- EXERCISE PROMPT -
Locate each line below that contains the string "molding" and copy all of those lines in full.

══ DATA PROVIDED

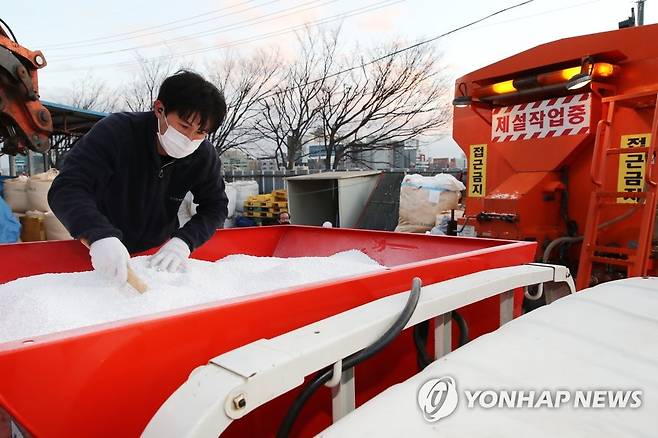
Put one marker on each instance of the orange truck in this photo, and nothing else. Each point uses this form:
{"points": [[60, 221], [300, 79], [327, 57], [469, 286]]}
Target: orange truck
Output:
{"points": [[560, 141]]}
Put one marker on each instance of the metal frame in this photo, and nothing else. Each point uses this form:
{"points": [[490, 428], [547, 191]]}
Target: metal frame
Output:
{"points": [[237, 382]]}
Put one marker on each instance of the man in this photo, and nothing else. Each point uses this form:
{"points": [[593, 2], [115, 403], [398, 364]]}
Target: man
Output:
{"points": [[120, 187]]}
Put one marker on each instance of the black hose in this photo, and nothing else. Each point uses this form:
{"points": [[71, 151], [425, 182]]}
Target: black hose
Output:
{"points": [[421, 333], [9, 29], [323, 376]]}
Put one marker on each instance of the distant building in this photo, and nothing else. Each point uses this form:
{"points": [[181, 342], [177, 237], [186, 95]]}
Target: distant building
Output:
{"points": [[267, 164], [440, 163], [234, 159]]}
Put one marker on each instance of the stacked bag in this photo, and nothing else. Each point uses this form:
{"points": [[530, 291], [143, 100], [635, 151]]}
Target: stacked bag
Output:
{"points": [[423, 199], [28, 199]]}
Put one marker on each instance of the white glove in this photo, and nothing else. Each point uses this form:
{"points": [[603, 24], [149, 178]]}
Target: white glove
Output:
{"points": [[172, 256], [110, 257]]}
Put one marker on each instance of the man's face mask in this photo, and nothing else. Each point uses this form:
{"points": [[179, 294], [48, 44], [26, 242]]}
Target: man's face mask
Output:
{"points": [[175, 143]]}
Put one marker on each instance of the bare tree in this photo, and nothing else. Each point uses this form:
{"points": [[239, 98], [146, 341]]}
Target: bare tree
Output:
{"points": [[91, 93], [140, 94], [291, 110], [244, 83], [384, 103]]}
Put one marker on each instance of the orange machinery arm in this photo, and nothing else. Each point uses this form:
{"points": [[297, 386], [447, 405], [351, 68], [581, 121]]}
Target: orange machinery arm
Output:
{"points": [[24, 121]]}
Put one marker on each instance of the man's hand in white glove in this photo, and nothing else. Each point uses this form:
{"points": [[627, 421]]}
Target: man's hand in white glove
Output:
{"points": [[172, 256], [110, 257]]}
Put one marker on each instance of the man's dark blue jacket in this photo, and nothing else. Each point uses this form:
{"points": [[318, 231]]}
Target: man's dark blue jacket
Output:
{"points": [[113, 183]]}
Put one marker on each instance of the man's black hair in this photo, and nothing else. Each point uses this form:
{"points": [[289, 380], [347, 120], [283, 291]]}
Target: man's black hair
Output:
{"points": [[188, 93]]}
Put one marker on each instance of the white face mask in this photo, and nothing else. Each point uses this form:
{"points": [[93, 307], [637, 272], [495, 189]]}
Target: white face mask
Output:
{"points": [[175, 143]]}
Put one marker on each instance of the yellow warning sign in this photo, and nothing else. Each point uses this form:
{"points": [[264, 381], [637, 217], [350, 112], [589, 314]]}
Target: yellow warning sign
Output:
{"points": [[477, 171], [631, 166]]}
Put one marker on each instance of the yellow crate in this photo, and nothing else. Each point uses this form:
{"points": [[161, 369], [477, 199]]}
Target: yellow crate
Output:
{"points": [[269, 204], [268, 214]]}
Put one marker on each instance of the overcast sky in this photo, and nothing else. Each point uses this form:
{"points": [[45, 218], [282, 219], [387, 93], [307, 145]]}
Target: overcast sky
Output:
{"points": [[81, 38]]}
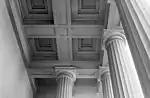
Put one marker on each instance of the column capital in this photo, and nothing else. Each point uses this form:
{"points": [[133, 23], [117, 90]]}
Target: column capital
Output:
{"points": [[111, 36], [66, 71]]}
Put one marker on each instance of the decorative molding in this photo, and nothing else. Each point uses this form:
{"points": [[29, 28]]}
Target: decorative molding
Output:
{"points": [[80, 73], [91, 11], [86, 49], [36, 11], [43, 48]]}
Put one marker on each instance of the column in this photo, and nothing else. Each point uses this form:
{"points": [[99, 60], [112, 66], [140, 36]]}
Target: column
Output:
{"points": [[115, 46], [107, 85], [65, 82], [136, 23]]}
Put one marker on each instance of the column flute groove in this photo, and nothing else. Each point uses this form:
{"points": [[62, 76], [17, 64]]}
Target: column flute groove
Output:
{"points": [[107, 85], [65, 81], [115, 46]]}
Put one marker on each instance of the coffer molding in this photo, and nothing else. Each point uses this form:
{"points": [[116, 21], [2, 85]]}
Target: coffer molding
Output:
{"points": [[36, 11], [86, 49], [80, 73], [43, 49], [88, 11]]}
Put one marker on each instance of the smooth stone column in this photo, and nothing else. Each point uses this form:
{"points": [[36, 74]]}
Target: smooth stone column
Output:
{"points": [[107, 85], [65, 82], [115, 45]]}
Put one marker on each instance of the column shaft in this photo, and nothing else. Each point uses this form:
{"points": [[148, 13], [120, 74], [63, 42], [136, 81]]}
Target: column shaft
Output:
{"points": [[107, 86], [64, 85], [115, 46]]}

════
══ DATA PROVIDED

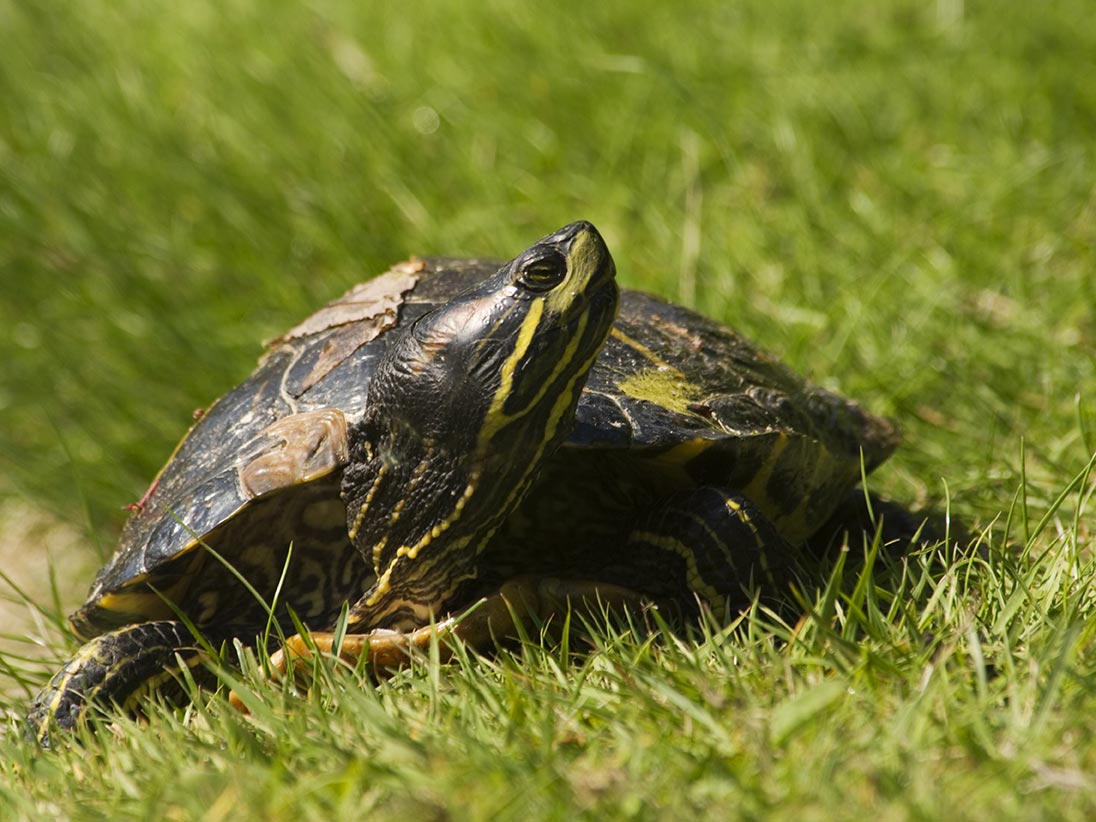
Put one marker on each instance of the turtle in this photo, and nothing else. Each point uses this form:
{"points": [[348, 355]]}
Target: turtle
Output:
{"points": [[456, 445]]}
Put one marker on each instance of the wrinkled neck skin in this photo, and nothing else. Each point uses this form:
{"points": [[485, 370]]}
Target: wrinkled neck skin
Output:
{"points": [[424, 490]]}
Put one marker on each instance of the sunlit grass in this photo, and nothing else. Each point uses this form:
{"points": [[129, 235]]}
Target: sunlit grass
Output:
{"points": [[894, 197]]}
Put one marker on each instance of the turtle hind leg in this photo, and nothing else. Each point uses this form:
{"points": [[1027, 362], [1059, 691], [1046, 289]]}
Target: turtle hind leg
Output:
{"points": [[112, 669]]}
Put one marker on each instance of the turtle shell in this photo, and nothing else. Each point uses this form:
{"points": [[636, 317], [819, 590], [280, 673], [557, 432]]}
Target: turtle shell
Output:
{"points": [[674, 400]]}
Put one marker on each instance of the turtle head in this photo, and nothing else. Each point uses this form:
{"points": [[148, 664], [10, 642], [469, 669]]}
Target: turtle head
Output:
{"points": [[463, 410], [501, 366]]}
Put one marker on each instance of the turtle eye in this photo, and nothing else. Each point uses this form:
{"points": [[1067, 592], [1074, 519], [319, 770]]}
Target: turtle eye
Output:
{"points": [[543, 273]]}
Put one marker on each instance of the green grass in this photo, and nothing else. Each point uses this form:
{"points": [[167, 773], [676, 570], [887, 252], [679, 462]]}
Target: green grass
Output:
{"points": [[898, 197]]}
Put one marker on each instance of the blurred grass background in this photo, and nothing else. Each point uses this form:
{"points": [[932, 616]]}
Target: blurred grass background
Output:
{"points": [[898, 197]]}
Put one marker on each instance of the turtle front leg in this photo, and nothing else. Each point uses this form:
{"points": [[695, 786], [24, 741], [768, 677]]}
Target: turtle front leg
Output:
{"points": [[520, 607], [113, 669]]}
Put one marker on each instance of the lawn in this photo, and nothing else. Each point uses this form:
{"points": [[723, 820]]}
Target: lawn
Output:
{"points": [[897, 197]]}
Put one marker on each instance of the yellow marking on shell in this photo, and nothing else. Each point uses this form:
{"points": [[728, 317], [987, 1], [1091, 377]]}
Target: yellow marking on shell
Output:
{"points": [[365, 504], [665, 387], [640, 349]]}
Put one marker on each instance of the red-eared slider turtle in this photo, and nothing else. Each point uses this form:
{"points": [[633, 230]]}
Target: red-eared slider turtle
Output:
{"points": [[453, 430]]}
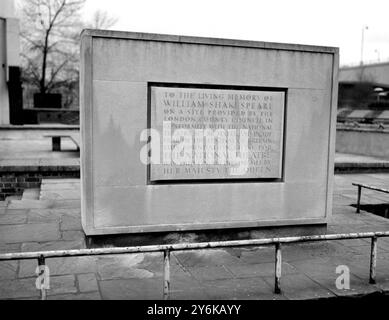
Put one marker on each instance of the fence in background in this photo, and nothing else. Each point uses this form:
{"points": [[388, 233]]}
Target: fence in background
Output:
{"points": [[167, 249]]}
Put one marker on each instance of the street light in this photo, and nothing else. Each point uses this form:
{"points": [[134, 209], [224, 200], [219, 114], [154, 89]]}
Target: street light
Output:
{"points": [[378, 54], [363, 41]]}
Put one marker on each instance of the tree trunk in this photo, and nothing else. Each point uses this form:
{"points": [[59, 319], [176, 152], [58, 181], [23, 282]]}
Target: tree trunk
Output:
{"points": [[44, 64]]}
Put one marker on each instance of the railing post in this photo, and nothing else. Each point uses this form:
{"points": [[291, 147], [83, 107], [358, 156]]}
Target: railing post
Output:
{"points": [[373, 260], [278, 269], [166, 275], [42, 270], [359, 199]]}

════

- EXPECTED ANSWER -
Put one marker on each instance of the decorative molding in this photo, and nothing else. Each point uses this form:
Target: decorative molding
Put one marker on each instance of the coffer molding in this photo, and nothing else. Each point uses this form:
Target: coffer molding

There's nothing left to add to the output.